EXERCISE DESCRIPTION:
Set each entry down verbatim, omitting images.
■ ■ ■
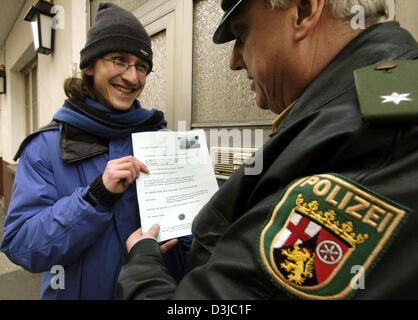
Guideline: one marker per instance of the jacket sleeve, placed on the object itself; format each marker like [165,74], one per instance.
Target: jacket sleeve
[41,229]
[145,276]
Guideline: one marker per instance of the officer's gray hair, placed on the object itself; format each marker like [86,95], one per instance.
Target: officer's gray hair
[374,10]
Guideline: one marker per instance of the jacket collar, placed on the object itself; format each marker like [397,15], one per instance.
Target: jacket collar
[385,41]
[76,144]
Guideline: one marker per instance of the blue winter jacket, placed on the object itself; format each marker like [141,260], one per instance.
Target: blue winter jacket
[50,223]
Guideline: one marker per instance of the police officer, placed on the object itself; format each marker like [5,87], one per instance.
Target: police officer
[333,214]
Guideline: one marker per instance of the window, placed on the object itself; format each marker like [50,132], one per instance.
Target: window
[31,97]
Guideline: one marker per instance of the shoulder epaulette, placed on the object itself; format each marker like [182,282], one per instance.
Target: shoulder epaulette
[388,91]
[53,125]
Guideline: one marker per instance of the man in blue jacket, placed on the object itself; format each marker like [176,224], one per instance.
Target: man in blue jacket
[74,200]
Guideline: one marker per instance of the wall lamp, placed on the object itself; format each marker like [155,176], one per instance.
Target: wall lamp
[2,79]
[40,18]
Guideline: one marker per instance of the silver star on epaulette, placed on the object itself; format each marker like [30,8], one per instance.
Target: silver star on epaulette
■ ■ ■
RESPONSE TO THIS TASK:
Guideline: one marker per instance of the jacket sleeve, placed on the object itself; format each marker like [165,74], one per instance.
Target: jacket sleeve
[41,229]
[145,276]
Guideline: one marker per instance of the officer's gray hair, placed on the object itself; format each marker like [86,95], one per instance.
Target: officer's gray hair
[374,10]
Guideline: one marker per instance of the jacket collar, placed on the object itself; format each marker like [397,15], one per instance.
Target: jacket collar
[385,41]
[76,144]
Guideline: one marker per instance of the blue winter jacket, placed on the object itself; format each marker like [141,260], one per instance.
Target: blue winter jacket
[50,223]
Guideline: one marker per instance of the police officer, placed on the object itself; format each marker like [5,87], one per instance.
Target: police officer
[333,214]
Guideline: one marker per instance of the window, placed on the object itself; format each marker like [50,132], one per instance.
Target: window
[31,97]
Guideline: one marker per instance of the shoulder epaulette, placed on the object itself; format each marker like [182,282], one per instance.
Target: shoulder epaulette
[388,91]
[53,125]
Guideline: one marker per instance of the man in blue jacket, placed on the object itself; format each marker like [176,224], one per instance.
Target: man in blue jacket
[74,200]
Guideline: one marker per instance of the wall lamp, placed on the object itself; format each marker like [155,176], one per instance.
Target: wall lamp
[2,79]
[40,18]
Guideline: one marker per instance of the silver star on epaulette, placed on the object itself; format each marker like [30,8], one per instance.
Target: silver star on epaulette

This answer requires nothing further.